Are We At A "Microsoft Moment"?

  
By:  Drakkonis  •  News  •  8 months ago  •  11 comments

Are We At A "Microsoft Moment"?
Inspiration is the mother of invention.

First, I know I misquoted the quote. It's actually "Necessity is the mother of invention" but given the subject matter I'm going to discuss, I altered it.

Second, by "Microsoft moment" I mean are we at a moment people actually realize how much an emerging thing is going to change everything?

Third, the credit for this post goes to Kavika, as it was something he said that inspired this.


"As I mentioned earlier Iran's drone capacity is huge and they have been supplying Russia with them and have caused huge amounts of damage in Ukraine. As Ukraine has shown us in their war with Russia the face of war has changed with the use of drones, both air and sea drones have damaged a large part of the Russia fleet and also destroyed a massive amount of tanks and IFV and arty."

While the "Microsoft moment" I am speaking of isn't about drones, per se, they are a good example of what I wish to discuss. Not how successful drones are in changing the face of warfare but, rather, how accessible such technology is to practically anyone. It was once the province of DARPA level funding to come up with such things but, no longer. With the advent of the 3D printer, CNC machines that are affordable to the average person, Arduinos, Raspberry Pi's, lasers, circuit boards to order and all the other related technologies, anyone can be the equivalent of Bill Gates.
---------------
▸ APPLY WHAT YOU READ:
**a.** According to the post about a "Microsoft moment," what is the actual wording of the quote that the writer altered?
**b.** From the post about a "Microsoft moment," extract the passage that begins at the words "First, I know" and stops after the words "that inspired this.".
---------------
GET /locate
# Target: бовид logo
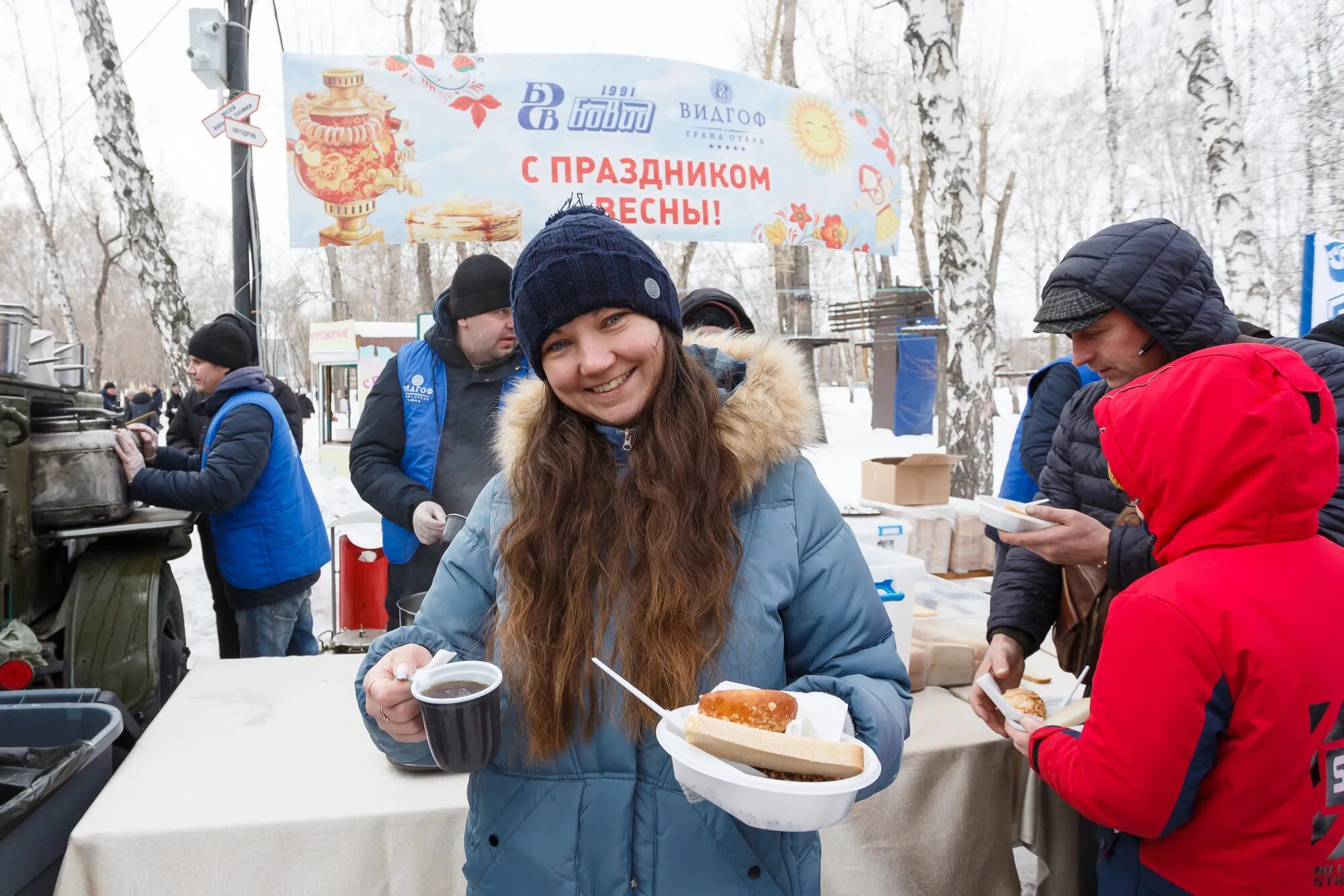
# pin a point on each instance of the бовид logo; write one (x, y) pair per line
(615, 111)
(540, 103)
---------------
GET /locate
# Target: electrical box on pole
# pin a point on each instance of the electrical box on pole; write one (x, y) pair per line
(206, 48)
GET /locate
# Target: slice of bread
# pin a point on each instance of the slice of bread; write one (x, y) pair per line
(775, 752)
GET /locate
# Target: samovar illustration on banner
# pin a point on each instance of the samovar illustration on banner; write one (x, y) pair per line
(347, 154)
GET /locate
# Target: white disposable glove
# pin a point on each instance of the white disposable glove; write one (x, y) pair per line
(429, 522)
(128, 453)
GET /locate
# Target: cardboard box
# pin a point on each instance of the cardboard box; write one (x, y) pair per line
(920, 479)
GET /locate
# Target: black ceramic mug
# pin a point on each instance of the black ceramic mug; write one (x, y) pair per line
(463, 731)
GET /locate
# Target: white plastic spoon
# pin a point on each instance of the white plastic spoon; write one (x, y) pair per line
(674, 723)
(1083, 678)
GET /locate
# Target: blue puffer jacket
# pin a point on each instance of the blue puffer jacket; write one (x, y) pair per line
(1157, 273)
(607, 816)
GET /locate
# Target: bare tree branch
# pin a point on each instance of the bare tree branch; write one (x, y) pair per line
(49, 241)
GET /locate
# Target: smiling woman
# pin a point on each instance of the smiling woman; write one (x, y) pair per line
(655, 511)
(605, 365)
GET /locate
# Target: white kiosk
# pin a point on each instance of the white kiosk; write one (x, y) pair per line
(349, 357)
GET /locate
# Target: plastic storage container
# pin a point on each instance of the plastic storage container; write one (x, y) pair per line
---------------
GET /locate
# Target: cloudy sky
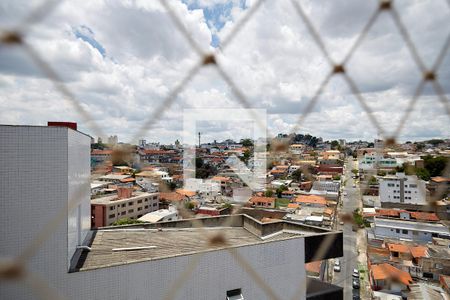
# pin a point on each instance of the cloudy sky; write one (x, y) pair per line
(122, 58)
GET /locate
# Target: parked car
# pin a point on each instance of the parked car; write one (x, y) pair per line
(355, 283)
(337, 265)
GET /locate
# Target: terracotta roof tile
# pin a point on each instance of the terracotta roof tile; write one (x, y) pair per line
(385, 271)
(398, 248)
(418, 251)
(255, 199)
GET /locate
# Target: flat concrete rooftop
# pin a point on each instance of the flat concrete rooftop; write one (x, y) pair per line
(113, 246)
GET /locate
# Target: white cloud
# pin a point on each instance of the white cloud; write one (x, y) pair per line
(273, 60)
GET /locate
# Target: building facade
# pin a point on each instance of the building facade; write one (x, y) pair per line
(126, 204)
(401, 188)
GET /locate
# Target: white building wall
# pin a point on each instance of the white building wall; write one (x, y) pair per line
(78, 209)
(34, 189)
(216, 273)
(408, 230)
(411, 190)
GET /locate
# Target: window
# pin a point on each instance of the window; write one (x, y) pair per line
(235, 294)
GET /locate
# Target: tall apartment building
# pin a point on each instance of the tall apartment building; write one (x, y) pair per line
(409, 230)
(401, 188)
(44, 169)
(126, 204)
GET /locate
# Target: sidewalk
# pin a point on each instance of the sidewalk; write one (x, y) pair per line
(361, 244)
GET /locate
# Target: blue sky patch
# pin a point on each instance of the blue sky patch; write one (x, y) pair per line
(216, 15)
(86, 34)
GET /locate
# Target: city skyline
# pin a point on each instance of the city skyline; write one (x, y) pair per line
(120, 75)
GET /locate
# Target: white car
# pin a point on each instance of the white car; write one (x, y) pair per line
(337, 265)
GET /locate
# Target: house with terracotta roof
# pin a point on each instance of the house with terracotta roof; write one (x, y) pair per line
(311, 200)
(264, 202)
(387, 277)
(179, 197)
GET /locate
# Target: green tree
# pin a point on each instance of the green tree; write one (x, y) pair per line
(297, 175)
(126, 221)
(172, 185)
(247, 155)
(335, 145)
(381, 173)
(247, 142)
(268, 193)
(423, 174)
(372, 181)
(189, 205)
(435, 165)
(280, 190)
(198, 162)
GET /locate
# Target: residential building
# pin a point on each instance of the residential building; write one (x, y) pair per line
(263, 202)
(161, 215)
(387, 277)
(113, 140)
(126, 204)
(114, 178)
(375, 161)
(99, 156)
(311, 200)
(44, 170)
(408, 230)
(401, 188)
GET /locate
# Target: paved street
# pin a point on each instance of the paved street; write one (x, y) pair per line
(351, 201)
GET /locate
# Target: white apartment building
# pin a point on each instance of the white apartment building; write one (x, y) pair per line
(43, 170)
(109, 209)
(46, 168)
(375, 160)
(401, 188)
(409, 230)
---------------
▸ ANSWERS TO THIS EXERCISE:
**a.** "Necessity is the mother of invention."

**b.**
First, I know I misquoted the quote. It's actually "Necessity is the mother of invention" but given the subject matter I'm going to discuss, I altered it.

Second, by "Microsoft moment" I mean are we at a moment people actually realize how much an emerging thing is going to change everything?

Third, the credit for this post goes to Kavika, as it was something he said that inspired this.